═══ 掲載本文 ═══
実に二十一万人あまりの台湾人が日本軍の兵士・軍属として大戦に参加し、厚生省の調査によつても、三万千人の人たちが戦死し、戦傷者はおびただしい数にのぼつた。
戦死者の遺族と戦傷者は、戦後今日にいたるまで一文の弔慰金も、遺族扶助料も傷痍年金も支給されず、かつての敵軍であつた蒋政権の下で身をひそめ、人目をしのんで生活し、次第に老いて中には世を去りゆく人も少なくない。
政府は国家としての責任を痛感し誠意をもつてこの問題の速やかな解決に全力を尽くすべきだ。】と政府を追及した。
その後裁判を経て、500万が200万になって一区切りついた。
この軍事郵便貯金等の支払いについては、2000年(平成12年)まで続いた。
何故もっと早く、対応できなかったのか。悔やまれる結果となってしまい政治の負の遺産となったのは間違いない。個人的にも台湾の人にすまないと思う。
═══ 記録データ ═══
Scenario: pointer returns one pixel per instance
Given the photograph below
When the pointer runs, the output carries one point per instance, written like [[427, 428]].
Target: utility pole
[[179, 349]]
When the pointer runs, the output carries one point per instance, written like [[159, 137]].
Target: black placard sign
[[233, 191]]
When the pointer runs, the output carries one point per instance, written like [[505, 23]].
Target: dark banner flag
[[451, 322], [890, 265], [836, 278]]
═══
═══ 記録データ ═══
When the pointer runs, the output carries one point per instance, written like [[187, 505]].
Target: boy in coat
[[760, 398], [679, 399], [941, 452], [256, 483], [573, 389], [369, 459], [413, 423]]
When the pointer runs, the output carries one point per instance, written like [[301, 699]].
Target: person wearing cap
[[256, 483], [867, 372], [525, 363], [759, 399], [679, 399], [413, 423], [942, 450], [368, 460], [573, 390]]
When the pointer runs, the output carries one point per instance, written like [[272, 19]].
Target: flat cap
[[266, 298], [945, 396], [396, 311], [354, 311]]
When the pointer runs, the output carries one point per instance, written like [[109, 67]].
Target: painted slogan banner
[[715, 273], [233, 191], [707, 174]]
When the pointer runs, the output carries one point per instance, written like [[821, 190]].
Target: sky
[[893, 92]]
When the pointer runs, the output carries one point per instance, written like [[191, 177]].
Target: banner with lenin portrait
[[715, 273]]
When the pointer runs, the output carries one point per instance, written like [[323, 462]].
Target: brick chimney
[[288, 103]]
═══
═══ 記録データ ═══
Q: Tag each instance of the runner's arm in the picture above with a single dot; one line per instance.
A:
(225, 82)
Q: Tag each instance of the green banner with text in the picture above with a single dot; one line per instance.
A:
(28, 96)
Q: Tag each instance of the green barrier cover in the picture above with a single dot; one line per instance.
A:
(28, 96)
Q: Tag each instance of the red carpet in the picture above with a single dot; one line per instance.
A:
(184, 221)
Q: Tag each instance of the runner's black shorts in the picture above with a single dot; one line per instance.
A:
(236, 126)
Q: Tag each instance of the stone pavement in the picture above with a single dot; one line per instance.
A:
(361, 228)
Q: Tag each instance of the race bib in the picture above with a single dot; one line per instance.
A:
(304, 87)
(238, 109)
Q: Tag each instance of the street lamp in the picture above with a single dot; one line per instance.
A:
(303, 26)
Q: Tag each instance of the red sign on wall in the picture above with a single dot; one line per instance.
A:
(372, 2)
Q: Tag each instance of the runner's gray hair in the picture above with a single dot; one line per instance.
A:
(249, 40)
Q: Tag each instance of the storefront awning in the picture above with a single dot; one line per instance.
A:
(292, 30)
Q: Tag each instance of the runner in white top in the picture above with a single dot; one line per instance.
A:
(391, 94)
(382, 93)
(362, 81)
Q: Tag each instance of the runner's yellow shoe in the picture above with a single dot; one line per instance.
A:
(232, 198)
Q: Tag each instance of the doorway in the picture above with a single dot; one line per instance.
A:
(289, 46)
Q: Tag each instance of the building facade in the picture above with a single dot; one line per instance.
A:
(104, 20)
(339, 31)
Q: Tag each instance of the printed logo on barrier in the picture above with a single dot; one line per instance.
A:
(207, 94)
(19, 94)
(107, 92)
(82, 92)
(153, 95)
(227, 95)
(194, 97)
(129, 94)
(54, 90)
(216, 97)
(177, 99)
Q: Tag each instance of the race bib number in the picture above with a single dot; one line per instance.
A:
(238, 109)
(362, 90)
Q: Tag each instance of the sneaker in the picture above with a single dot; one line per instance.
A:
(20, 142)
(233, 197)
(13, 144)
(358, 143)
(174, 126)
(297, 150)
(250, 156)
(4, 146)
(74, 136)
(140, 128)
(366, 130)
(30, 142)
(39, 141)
═══
> [作業項目]:
1) 台湾人元日本兵の補償を扱った本文では、軍事郵便貯金等の支払いはいつまで続いたとされていますか。
2) 台湾人元日本兵の補償を扱った本文を、最後の文のあとから書き継いでください。

> [出力結果]:
1) 2000年(平成12年)まで続いたとされています。

2)
統治時代に育った台湾人(日本語族)は、よくこのように言っている。戦前のことについては良かった。懐かしい。反日じゃないよ。人によっては確かに差別を受けた人もいるが民族が違うのだからあって当たり前と軽く流してしまう。
それよりも、戦後の元台湾日本兵の補償や、中国に気を使いすぎて台湾に背を向けてきたことが寂しく悲しいという。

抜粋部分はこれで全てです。